**Kutipan Dokumen:**
Menurut Adnan buyung nasution dalam bukunya yang berjudul “Aspirasi
Pemerintahan Konstitusional di Indonesia”(2001:301), bahwa demokrasi
terpimpin bukan konsep yang siap pakai atau yang mempunyai definisi yang jelas.
Pada awalnya, konsep tersebut hanya merupakan ide Presiden Soekarno yang luas
dan kabur, yang kemungkinan besar dimaksudkan untuk menangani masalah-masalah
yang semakain bertumpuk yang dihadapi Negara yang pemerintahannya masih sedang
dirumuskan oleh Konstituante. Dengan berjalannya waktu konsep tersebut berubah
menjadi konsep politik yang sama sekali berbeda, yang dimaksudkan untuk
meruntuhkan konsep pemerintahan parlimenter. Demokrasi Terpimpin ini sebagian
besar ditentukan oleh peristiwa-peristiwa sosial-politik yang terjadi antara
tahun 1956 dan Juli 1959. Demokrasi Terpimpin dibagi menjadi tiga tahap. Tahap
pertama , dari bulan Februari 1957 hingga Juli 1958 dan mencakup perkembangan
seajak muncul samapai berakhirnya pemberontakan daerah. Tahap kedua, dari bulan
Juli 1958 sampai November 1958, ketika diusahakan perumuasan dasar Demokrasi
Terpimpin. Dalam tahap ini pertentangan antara pendukung dan penentang menjadi
jelas. Tahap ketiga, dari bulan November 1958 hingga Juli 1959 ketika demokrasi
terpimpin memasuki tahap pelaksanaan melalui jalan kembali ke UUD 1945 dan
perubahan seluruh sistem politik, dalam tahap ini Angkatan Darat memainkan
perananan yang menentukan. Latar belakang dicetuskannya sistem demokrasi
terpimpin oleh Presiden Soekarno :
-
Dari segi perekonomian : Sering
terjadinya pergantian kabinet pada masa demokrasi liberal menyebabkan
program-program yang dirancang oleh kabinet tidak dapat dijalankan secara utuh,
sehingga pembangunan ekonomi tersendat.

**Perintah Tugas:** Ketik ulang bagian kutipan tentang Demokrasi Terpimpin di atas, dari "Menurut Adnan buyung" sampai dengan "definisi yang jelas.", termasuk kedua bagian tersebut. Gunakan kutipan di atas sebagai satu-satunya sumber.

**Data yang Ditampilkan:**
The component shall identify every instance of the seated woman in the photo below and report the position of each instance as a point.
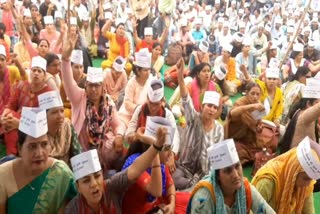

**Hasil Tugas:**
Menurut Adnan buyung nasution dalam bukunya yang berjudul “Aspirasi
Pemerintahan Konstitusional di Indonesia”(2001:301), bahwa demokrasi
terpimpin bukan konsep yang siap pakai atau yang mempunyai definisi yang jelas.